### TEXT TO READ
# # # # # # #
A. This is the only novel to my knowledge that explores the Light and Sound as the root of Christianity. I began researching this novel before the advent of such books as Dan Brown’s The Da Vinci Code (2003), and early versions of my novel started off in the same direction where the characters find historical evidence of hidden texts of impact to Christianity as we know it today. These hidden texts included the Gospel of Mary Magdalene and other Gnostic texts from the Nag Hammadi Library, first recovered in 1945 from the desert sands of Egypt, many of which were thought to be excluded from the New Testament. The Da Vinci Code was justifiably a global phenomenon because it offered an alternative ending to the story of Jesus and his disciples, namely his relationship with Mary Magdalene. It also emoted a sense of hope that the story didn’t just end 2,000 years ago. This has since captured the imagination of countless millions of people. So by the end of the novel the reader is left with, okay, Christianity is more than what convention has taught us, but then what are we to do with that information? My intention was to not only explore the original mysticism of Jesus, which is not unlike other Eastern paths, but to also show how we can partake of the mystical teachings in the modern world. In some ways, The Logos of Soul is more like Deepak Chopra’s novel, Jesus, Story of Enlightenment, although again it focuses specifically on the Light and Sound Teachings.

Q. Is The Logos of Soul a love story between Jesus and Mary Magdalene?

A. The romantic love I leave to the reader’s imagination. That is because in both the canonized and the Gnostic gospels Mary Magdalene is a formidable spiritual being in her own rite. This was not a status that was granted her merely because of her intimate relationship to Jesus. As one of the main characters in the novel, Mary Magdalene’s story is one of deep devotion to her chosen master and her own personal inner growth. So, yes, in way this is a love story.

Q. Many stories send Mary Magdalene to Europe or back to her hometown of Magdala after the crucifixion. In your novel, Mary Magdalene and her siblings go into exile in Ephesus on the western coast of modern day Turkey. Why Ephesus?

A. To the early Jesus movement, Ephesus was the most important Christian city after Jerusalem and Antioch thanks to Paul of Tarsus, a self-appointed apostle of the resurrected Christ. Paul spent up to three years in Ephesus where he created quite a foothold for his mission and where he wrote several of his letters. He also burned books and instigated a riot among the silversmiths there. As a beautiful and populous Greco-Roman city, Ephesus was home to the famous temple of Artemis, which locals guarded jealously and did not take kindly to Paul’s interference. John, the beloved disciple, supposedly moved to Ephesus where he or his surrogates wrote his gospel. Ephesus was also the birthplace of the Greek concept of the Logos, first coined by the philosopher Hereclitus some five hundred years earlier. There is a legend that says Mary Magdalene lived in Ephesus, and if it is true that she, and not John, was the beloved disciple, and she may have been the one to author the Gospel of John as some modern scholars claim. This is the perfect setting for Mary Magdalene to explore the concept of the Logos and to also challenge Paul on his interpretation of Jesus’ teachings.

Q. What is the single most important point of the novel?

A. The Logos is more than the channeled word of God on paper. The Logos is both Divine Knowledge (Light) and Divine Love (Sound). The Logos is the means by which the Absolute draws the matured soul back to Itself. Furthermore, Masters of the Light and Sound say the Logos exists in every living being and is only awakened in an initiate by such a Master who is living today.
# # # # # # #
### Excerpt from a dataset
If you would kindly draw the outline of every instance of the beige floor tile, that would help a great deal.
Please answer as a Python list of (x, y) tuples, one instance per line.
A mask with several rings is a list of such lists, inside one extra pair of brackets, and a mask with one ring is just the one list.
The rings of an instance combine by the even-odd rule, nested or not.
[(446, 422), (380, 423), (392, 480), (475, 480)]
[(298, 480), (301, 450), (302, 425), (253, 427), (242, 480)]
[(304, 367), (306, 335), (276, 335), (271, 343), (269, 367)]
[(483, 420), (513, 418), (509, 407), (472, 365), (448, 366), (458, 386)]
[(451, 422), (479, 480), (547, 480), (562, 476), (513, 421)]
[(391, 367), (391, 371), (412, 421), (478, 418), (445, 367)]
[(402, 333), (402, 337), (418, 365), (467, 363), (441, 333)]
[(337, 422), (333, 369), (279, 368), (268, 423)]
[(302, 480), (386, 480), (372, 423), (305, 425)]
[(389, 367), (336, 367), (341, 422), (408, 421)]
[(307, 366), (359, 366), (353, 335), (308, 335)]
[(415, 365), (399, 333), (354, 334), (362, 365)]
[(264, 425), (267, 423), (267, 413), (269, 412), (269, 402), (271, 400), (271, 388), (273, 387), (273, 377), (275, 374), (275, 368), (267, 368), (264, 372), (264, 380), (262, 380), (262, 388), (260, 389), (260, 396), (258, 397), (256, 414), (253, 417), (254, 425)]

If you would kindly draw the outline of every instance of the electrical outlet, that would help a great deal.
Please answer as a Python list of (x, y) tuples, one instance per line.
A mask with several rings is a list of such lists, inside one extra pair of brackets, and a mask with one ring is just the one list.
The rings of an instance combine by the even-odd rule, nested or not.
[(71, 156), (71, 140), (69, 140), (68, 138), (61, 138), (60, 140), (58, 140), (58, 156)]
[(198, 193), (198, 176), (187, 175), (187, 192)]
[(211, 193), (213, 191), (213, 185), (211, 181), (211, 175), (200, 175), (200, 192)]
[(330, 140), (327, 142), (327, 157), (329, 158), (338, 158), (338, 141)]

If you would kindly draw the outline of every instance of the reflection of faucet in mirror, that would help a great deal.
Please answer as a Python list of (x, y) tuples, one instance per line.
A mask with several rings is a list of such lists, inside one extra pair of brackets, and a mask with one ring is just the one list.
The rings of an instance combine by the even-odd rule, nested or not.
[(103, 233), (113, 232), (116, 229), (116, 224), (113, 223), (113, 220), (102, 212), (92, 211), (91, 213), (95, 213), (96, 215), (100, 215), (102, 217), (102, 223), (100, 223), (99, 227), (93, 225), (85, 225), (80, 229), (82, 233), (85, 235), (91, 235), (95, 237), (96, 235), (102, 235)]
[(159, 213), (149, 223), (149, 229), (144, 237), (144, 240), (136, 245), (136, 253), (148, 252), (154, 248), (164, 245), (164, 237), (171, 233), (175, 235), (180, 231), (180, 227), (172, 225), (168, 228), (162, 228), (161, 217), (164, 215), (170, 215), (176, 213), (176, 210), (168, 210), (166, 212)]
# # # # # # #
### WORK TO DO
1 > According to the interview about The Logos of Soul, why does the novel leave the romantic love between Jesus and Mary Magdalene to the reader's imagination? Answer in one to three sentences.
2 > Summarize the interview about The Logos of Soul in three sentences.
The rows are separate material that has no connection to the interview.

### SOLUTIONS IN ORDER
1 > In both the canonized and the Gnostic gospels, Mary Magdalene is a formidable spiritual being in her own right. That status was not granted to her merely because of her intimate relationship to Jesus, so the novel focuses on her deep devotion to her chosen master and her own inner growth.

2 > The Logos of Soul is a novel that explores the Light and Sound as the root of Christianity, with the intention of showing both the original mysticism of Jesus and how its mystical teachings can be followed in the modern world. Mary Magdalene is one of its main characters, and she and her siblings go into exile in Ephesus, a setting where she can explore the concept of the Logos and challenge Paul's interpretation of Jesus' teachings. The novel's most important point is that the Logos is both Divine Knowledge (Light) and Divine Love (Sound), the means by which the Absolute draws the matured soul back to Itself.